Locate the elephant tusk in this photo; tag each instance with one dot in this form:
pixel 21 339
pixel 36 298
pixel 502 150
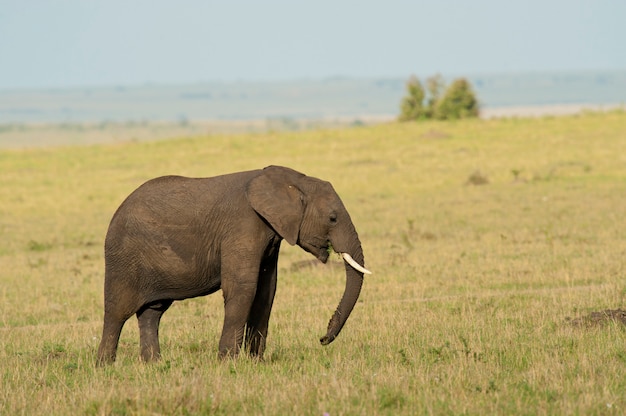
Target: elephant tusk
pixel 348 258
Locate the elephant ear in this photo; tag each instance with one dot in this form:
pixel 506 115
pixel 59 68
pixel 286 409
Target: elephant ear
pixel 276 198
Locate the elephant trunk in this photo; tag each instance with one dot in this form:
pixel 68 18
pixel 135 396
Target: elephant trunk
pixel 354 281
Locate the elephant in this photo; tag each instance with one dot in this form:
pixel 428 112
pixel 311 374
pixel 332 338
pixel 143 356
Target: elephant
pixel 176 237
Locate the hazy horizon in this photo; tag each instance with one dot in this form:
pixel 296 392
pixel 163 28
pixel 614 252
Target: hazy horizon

**********

PROBLEM TO SOLVE = Transcribe every entry exactly, omitting pictures.

EXERCISE RESULT =
Locate the elephant tusk in this photo; tag each instance with one dot in this form:
pixel 21 339
pixel 36 298
pixel 502 150
Target: elephant tusk
pixel 348 258
Locate the elephant ear in this photo; tag each instance with one dot in this form:
pixel 506 115
pixel 59 68
pixel 286 409
Target: elephant ear
pixel 276 198
Locate the elephant trunk in this photo; tag each instance with one dot in this form:
pixel 68 18
pixel 135 396
Target: elephant trunk
pixel 354 281
Locate the elephant in this photo; tag each instance with one dot in this form:
pixel 428 112
pixel 311 374
pixel 332 338
pixel 143 356
Target: elephant
pixel 176 237
Locate the hazy horizon in this photo; tag each instance with one dot in this form:
pixel 296 392
pixel 163 28
pixel 614 252
Target: hazy horizon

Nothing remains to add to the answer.